▶ **Trecho selecionado**

________________

Donald Trump enfrenta duas crises paralelas - a maior revolta racial da história recente e a devastação da pandemia, que faz dos Estados Unidos o país com maior número de infectados e mortos pelo coronavírus no planeta. Mas é cedo para certezas sobre o impacto da dupla tempestade na eleição de novembro. Há argumentos para os dois lados.
No cenário que mais preocupa os republicanos, além da fúria das ruas e da pandemia, o componente econômico pode pesar contra os planos de reeleição de Trump. Até a chegada do coronavírus, os Estados Unidos tinham o melhor desempenho em anos - inflação e desemprego baixos e alto crescimento da economia.
Com a pandemia, essa narrativa, que toca fundo do eleitor comum, preocupado com o bolso, foi por água baixo. Hoje, Trump carrega o peso de 40 milhões de desempregados. O presidente, que já não tem a simpatia do voto negro e hispânico, fundamentais para mantê-lo na Casa Branca, enfrentará em novembro o tribunal da opinião pública em geral, que julgará sua atuação durante o maior desafio do governo desde os atentados de 11 de setembro de 2001. Sua demora em reagir, a negação de fatos científicos e a minimização da gravidade da covid-19 jogam contra. Nesse cenário, a pandemia derrota Trump.

________________

▶ **Extratos de dados**
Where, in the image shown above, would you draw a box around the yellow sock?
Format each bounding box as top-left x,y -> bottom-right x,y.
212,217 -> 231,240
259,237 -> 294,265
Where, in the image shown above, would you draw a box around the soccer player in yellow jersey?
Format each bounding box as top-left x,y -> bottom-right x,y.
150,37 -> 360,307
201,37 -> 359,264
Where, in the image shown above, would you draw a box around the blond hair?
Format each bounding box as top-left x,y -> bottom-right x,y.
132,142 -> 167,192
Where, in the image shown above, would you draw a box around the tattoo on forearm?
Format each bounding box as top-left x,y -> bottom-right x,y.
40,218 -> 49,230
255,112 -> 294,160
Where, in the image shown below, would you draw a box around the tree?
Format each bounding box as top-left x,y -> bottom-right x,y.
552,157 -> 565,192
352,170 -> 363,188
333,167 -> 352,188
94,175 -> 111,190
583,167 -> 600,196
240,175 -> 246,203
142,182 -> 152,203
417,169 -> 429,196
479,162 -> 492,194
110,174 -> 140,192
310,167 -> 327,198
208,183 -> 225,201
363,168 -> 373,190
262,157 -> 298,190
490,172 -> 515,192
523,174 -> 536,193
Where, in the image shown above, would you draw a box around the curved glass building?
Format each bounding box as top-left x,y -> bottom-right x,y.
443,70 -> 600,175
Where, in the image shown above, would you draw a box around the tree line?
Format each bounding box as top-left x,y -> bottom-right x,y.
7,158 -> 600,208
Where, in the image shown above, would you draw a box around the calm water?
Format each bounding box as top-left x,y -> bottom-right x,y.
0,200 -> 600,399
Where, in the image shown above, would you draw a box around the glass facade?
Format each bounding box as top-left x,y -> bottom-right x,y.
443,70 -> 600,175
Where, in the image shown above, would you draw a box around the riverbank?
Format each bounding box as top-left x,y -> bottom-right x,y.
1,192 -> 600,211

________________

▶ **Tarefas a realizar**
**A)** Reescreva a parte do texto sobre Trump e as crises que começa nas palavras "Donald Trump enfrenta" e termina após "os dois lados.", trocando "planeta" por "mundo".
**B)** Liste todas as atitudes de Trump que, de acordo com o texto sobre Trump e as crises, jogam contra ele.

▶ **Respostas das tarefas**
**A)**
Donald Trump enfrenta duas crises paralelas - a maior revolta racial da história recente e a devastação da pandemia, que faz dos Estados Unidos o país com maior número de infectados e mortos pelo coronavírus no mundo. Mas é cedo para certezas sobre o impacto da dupla tempestade na eleição de novembro. Há argumentos para os dois lados.

**B)**
- Sua demora em reagir
- A negação de fatos científicos
- A minimização da gravidade da covid-19